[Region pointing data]
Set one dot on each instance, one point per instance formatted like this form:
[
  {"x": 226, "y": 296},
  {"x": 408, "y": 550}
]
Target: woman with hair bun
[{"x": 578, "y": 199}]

§ Required action:
Please repeat every record above word for word.

§ Task result:
Set one dot on each instance, one point per instance formatted like this form:
[
  {"x": 226, "y": 296},
  {"x": 408, "y": 550}
]
Target: woman with hair bun
[{"x": 578, "y": 199}]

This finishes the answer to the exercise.